---------- Source document ----------
Employer retirement contributions during graduate medical training could grow to more than $600,000 by retirement age under an illustrative financial model published in The Permanente Journal, highlighting the potential long-term value of early investing for physicians entering the workforce later than most professionals.
In the commentary, researchers modeled retirement savings for a physician beginning residency at age 28 and retiring at age 67 using salary data from the 2024 Association of American Medical Colleges Resident and Fellow Benefits Survey. The analysis was led by Krittika Joshi, MD, of the University of Arkansas for Medical Sciences/Arkansas Children’s Hospital, and colleagues.
The researchers evaluated 3 representative training durations: 3, 5, and 7 years. Salaries ranged from approximately $66,700 for postgraduate year 1 to $85,900 for postgraduate year 7. The model assumed a 10% employer retirement contribution, which the researchers described as aligning with the upper range of benefits offered by some graduate medical education programs and academic employers. The commentary noted that nationally representative data on retirement matching across sponsoring institutions remain limited.
---------- Records supplied ----------
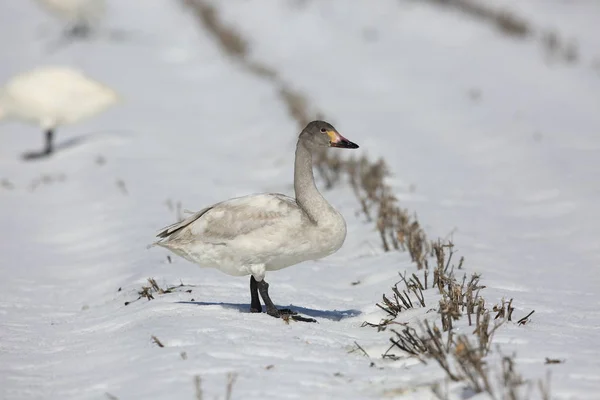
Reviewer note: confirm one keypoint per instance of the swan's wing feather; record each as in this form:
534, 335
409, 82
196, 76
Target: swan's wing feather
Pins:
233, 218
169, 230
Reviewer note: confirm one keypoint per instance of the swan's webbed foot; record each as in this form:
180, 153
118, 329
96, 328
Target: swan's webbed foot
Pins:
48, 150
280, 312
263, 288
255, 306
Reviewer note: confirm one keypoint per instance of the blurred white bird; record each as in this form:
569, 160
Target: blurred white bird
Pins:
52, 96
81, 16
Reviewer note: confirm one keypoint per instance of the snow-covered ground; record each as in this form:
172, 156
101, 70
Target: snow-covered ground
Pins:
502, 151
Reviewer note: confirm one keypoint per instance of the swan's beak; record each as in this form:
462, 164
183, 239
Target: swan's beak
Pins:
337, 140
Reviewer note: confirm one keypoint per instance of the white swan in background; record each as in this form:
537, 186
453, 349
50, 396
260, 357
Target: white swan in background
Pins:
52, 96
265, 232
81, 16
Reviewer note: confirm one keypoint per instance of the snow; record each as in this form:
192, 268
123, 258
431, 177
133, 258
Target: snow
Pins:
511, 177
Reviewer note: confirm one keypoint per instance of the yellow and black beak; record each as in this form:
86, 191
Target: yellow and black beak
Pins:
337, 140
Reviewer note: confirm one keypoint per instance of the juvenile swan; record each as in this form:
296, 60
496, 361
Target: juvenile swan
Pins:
----------
## What to work on
1 - In the commentary on retirement savings during medical training, at what age does the modeled physician begin residency and at what age does the physician retire?
2 - From the commentary on retirement savings during medical training, quote the passage between "In the commentary, researchers" and "institutions remain limited.", inclusive.
3 - Extend the article on retirement savings during medical training, picking up after its final sentence.

## Results for each task
1 - The physician begins residency at age 28 and retires at age 67.

2 -
In the commentary, researchers modeled retirement savings for a physician beginning residency at age 28 and retiring at age 67 using salary data from the 2024 Association of American Medical Colleges Resident and Fellow Benefits Survey. The analysis was led by Krittika Joshi, MD, of the University of Arkansas for Medical Sciences/Arkansas Children’s Hospital, and colleagues.
The researchers evaluated 3 representative training durations: 3, 5, and 7 years. Salaries ranged from approximately $66,700 for postgraduate year 1 to $85,900 for postgraduate year 7. The model assumed a 10% employer retirement contribution, which the researchers described as aligning with the upper range of benefits offered by some graduate medical education programs and academic employers. The commentary noted that nationally representative data on retirement matching across sponsoring institutions remain limited.

3 -
Two contribution scenarios were modeled:
-
employer contributions alone at 10% of salary
-
combined employer and trainee contributions of 10% each annually
For a representative 7-year training pathway, total employer contributions were approximately $52,000 in nominal terms.
Researchers modeled projected future values using 3%, 5%, and 7% real annual return assumptions, expressed in 2025 dollars. At a 7% real return, the 10% employer contribution alone was projected to grow to more than $600,000 for physicians completing 7 years of training and to more than $270,000 for physicians completing 3 years of training. When paired with an equivalent 10% trainee contribution, projected retirement savings approached $1.2 million for 7-year programs.
Under the most conservative modeled scenario—a 3% real return—projected savings still reached approximately $350,000 for physicians completing 7 years of training.
The researchers argued that graduate medical education represents a uniquely important period for retirement investing because physicians begin salaried employment later than most workers. Delayed workforce entry may reduce opportunities for long-term compounding during physicians’ highest-growth investment years.
Institutional costs were relatively modest in the model. A 10% employer contribution during a 3-year residency program cost approximately $20,700 in nominal terms but was projected to grow more than 10-fold by retirement under higher-return assumptions.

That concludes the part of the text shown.